• **Input for this task**:
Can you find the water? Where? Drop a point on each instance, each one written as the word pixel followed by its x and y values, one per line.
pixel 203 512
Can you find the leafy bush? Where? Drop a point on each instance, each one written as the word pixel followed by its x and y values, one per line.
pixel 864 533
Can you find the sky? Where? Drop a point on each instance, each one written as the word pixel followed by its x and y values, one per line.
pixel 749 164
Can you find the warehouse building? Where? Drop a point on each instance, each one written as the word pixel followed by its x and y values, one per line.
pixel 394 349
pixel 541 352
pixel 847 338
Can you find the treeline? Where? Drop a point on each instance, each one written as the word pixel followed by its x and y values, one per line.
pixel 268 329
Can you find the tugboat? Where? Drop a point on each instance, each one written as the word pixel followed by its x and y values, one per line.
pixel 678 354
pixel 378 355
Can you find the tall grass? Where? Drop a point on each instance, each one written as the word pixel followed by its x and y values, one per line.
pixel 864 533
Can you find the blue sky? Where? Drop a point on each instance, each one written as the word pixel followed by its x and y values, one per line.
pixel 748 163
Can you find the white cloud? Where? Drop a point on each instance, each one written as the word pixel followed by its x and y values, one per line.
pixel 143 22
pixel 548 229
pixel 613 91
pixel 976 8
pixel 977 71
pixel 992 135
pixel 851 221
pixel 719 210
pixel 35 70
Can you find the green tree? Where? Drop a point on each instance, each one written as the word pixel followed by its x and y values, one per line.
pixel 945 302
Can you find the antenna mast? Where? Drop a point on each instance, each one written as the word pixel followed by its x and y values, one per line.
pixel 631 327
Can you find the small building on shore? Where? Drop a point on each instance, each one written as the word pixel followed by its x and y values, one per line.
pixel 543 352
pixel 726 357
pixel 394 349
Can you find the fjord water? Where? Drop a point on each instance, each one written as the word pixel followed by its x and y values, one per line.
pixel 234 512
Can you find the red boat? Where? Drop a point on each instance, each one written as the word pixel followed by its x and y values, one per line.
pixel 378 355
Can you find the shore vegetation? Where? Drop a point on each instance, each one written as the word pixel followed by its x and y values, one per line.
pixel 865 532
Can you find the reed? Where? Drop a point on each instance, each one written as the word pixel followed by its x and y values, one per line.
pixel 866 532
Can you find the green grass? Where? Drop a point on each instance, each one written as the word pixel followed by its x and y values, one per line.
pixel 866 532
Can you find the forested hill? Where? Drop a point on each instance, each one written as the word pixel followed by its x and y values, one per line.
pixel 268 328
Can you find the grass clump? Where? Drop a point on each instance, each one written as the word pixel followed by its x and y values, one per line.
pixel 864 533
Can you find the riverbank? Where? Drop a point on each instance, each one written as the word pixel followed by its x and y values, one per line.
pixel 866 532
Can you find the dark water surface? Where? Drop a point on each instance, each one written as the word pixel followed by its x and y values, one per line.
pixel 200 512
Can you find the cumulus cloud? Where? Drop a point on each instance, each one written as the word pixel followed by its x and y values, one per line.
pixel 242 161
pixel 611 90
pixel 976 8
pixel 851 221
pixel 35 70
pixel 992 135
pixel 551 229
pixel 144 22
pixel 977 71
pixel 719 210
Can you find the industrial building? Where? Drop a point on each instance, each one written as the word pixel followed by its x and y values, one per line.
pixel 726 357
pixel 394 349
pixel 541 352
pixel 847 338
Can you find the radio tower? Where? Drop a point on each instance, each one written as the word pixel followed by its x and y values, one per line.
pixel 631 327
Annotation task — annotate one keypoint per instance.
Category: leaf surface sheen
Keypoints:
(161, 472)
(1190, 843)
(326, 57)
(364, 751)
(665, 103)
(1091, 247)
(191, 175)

• **Required work**:
Rewrite every line of the data above as a numbered list, omitting any blank lines.

• **The output**:
1. Can you find the water? Where? Drop a point on each instance, each one written as the word pixel followed by its x and y values, one per line.
2. pixel 203 512
3. Can you find the leafy bush? Where? Drop a point on each instance, each one written as the word pixel followed by its x and y values, one per line.
4. pixel 864 533
5. Can you find the sky? Where? Drop a point on each instance, each one written as the word pixel followed by its x and y values, one per line.
6. pixel 749 164
7. Can you find the warehouse building? Where? Drop a point on each instance, each one written as the word pixel followed by its x and y values, one per line.
8. pixel 394 349
9. pixel 541 352
10. pixel 847 338
11. Can you find the treeline? Where? Drop a point on each instance, each one written as the word pixel followed by its x and y values, one per line.
12. pixel 268 329
13. Can you find the tugboat? Where? Drop a point on each instance, each one written as the word pixel followed by its x and y values, one per line.
14. pixel 678 354
15. pixel 378 355
16. Can you find the tall grass? Where? Drop a point on each instance, each one written as the word pixel followed by its x and y values, one per line.
17. pixel 864 533
18. Can you find the blue sky? Where? Drop a point on each instance, each one written as the word pixel followed by its x and y values, one per line.
19. pixel 748 163
20. Can you find the white cloud? Where? Drop a point on each instance, each one written as the word pixel followed by its x and y values, one per line.
21. pixel 143 22
22. pixel 548 229
23. pixel 613 91
24. pixel 976 8
25. pixel 977 71
26. pixel 992 135
27. pixel 851 221
28. pixel 719 210
29. pixel 35 70
30. Can you find the green tree? Where? Drop a point on each instance, each one written as the word pixel followed by its x and y values, one per line.
31. pixel 945 302
32. Can you find the antenna mast? Where? Drop a point on each instance, each one written as the word pixel followed by its x and y values, one per line.
33. pixel 631 327
34. Can you find the small building on shore? Where? Drop a point on each instance, each one written as the word pixel followed by its x and y values, one per line.
35. pixel 543 352
36. pixel 726 357
37. pixel 394 349
38. Can you find the fjord water? Where? Drop a point on each instance, each one written as the word pixel followed by its x and y values, one per line.
39. pixel 234 512
40. Can you find the red boat? Where? Drop a point on each instance, each one written as the word pixel followed by its x and y values, one per line.
41. pixel 378 355
42. Can you find the shore vegetation? Where? Drop a point on each instance, each one written as the word pixel followed by its x and y values, one per line.
43. pixel 865 532
44. Can you find the reed? Where? Drop a point on each instance, each one written as the word pixel followed by its x and y values, one per line.
45. pixel 866 532
46. Can you find the green grass? Where? Drop a point on each instance, each one written as the word pixel followed by its x and y values, one per line.
47. pixel 866 532
48. Can you find the forested hill? Where? Drop a point on each instance, each one written as the word pixel followed by its x and y values, one per line.
49. pixel 268 328
50. Can you find the grass clump? Where? Drop a point on each instance, each one written as the word pixel followed by its x and y values, one per line.
51. pixel 864 533
52. Can you find the riverbank? Where? Drop a point on each instance, each one written as the word pixel followed by its x and y values, one per line.
53. pixel 866 532
54. Can you find the dark water surface? Where? Drop a point on each instance, each one written as the word pixel followed by its x and y values, one per line.
55. pixel 200 512
56. Can you find the cumulus cloud? Where? Drop a point on each instance, each one written as the word pixel followed by its x and y values, one per line.
57. pixel 242 161
58. pixel 611 90
59. pixel 976 8
60. pixel 851 221
61. pixel 35 70
62. pixel 992 135
63. pixel 551 229
64. pixel 144 22
65. pixel 977 71
66. pixel 719 210
67. Can you find the industrial building? Where? Drop a point on each instance, each one written as the word pixel followed by its x and y values, one per line.
68. pixel 726 357
69. pixel 394 349
70. pixel 541 352
71. pixel 847 338
72. Can you find the radio tower? Where? Drop a point on each instance, each one written as the word pixel followed by its x and y values, one per line.
73. pixel 631 327
74. Annotation task — annotate one keypoint per instance.
75. Category: leaf surface sheen
76. Keypoints:
77. (161, 472)
78. (1190, 843)
79. (326, 57)
80. (364, 751)
81. (665, 103)
82. (1091, 247)
83. (191, 175)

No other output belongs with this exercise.